So that the copy stays text only, transcribe the data below exactly and exclude the images.

### Data section
------------------------------------------------------------

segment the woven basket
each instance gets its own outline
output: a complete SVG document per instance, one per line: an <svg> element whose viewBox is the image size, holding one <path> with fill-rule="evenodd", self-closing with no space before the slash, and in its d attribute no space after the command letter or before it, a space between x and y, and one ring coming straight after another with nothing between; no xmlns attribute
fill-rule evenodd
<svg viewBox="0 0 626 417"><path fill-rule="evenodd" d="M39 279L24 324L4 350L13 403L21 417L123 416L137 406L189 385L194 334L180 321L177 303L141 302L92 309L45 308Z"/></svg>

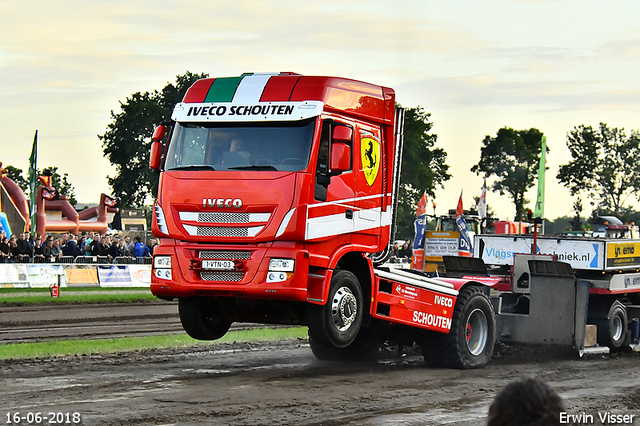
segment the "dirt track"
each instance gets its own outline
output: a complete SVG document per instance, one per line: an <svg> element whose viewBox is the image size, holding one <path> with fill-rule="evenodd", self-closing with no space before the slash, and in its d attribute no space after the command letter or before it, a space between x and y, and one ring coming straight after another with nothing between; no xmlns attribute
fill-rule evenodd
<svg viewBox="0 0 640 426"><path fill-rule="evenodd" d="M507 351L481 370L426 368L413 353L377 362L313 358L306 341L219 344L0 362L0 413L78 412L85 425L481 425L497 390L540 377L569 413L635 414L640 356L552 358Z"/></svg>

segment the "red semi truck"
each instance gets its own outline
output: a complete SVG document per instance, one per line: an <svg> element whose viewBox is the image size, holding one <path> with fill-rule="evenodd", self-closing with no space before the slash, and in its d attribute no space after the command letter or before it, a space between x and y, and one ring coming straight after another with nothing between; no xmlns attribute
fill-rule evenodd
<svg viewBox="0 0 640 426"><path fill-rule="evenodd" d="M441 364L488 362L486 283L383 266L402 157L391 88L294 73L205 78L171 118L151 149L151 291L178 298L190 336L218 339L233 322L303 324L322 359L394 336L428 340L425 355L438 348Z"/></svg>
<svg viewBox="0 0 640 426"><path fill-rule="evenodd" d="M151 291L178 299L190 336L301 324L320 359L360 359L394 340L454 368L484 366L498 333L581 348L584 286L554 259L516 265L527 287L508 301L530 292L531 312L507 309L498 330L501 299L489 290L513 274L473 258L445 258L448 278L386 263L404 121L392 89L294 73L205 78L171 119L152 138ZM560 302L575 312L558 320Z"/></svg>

------------------------------------------------------------

### Task answer
segment the woven basket
each instance gets its own outline
output: a complete SVG document per instance, one per line: an <svg> element whose viewBox is the image size, holding one <path> with fill-rule="evenodd", self-closing with no space before the slash, and in its d attribute no space after the command letter or before it, a space between x and y, and one ring coming straight after another with nothing between; no xmlns attribute
fill-rule evenodd
<svg viewBox="0 0 626 417"><path fill-rule="evenodd" d="M39 279L24 324L4 350L13 403L21 417L123 416L137 406L189 385L194 334L180 321L177 303L141 302L92 309L45 308Z"/></svg>

segment the "dirt track"
each instance gets its own outline
output: a complete SVG document per instance, one per line: an <svg> element whose viewBox is the image size, holding one <path> with fill-rule="evenodd", self-closing with no space before the slash, and in its d attribute no space after the command letter or before it, a space between x and y, and one ring coming straight after another with nothing between; no xmlns attribute
fill-rule evenodd
<svg viewBox="0 0 640 426"><path fill-rule="evenodd" d="M507 351L481 370L426 368L413 353L377 362L313 358L306 341L219 344L0 362L0 413L78 412L85 425L481 425L497 390L540 377L569 413L635 414L640 356L552 358Z"/></svg>

segment the "red semi truck"
each instance gets its own outline
output: a complete SVG document per instance, one per line: an <svg> element whose viewBox is the image size, holding one <path> with fill-rule="evenodd", self-closing with no space before the slash, and in its d attribute no space after the command letter or before it, a space between x and y, and one ring coming straight after another with nothing between; no xmlns attribute
fill-rule evenodd
<svg viewBox="0 0 640 426"><path fill-rule="evenodd" d="M441 364L488 362L486 283L383 266L402 157L391 88L294 73L205 78L171 118L151 149L151 291L178 298L190 336L218 339L233 322L303 324L322 359L394 336L428 340L425 355L438 348Z"/></svg>
<svg viewBox="0 0 640 426"><path fill-rule="evenodd" d="M151 291L178 299L190 336L301 324L320 359L360 359L394 340L454 368L484 366L498 333L581 348L584 286L554 259L516 265L527 287L508 301L530 292L531 312L507 309L498 330L501 299L489 290L513 274L473 258L445 258L448 278L386 263L404 121L392 89L294 73L205 78L171 119L152 138ZM560 302L575 312L558 320Z"/></svg>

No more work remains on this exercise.